[Start of Data supplied]

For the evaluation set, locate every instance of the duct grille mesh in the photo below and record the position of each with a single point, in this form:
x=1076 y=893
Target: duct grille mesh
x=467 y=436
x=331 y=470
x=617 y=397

[End of Data supplied]

Your instructions
Retype the lines above without any changes.

Problem solution
For the evaluation set, locate every instance of the duct grille mesh in the photo below and record the position of each with a single point, in this form:
x=1076 y=893
Target: duct grille mesh
x=467 y=436
x=331 y=470
x=617 y=397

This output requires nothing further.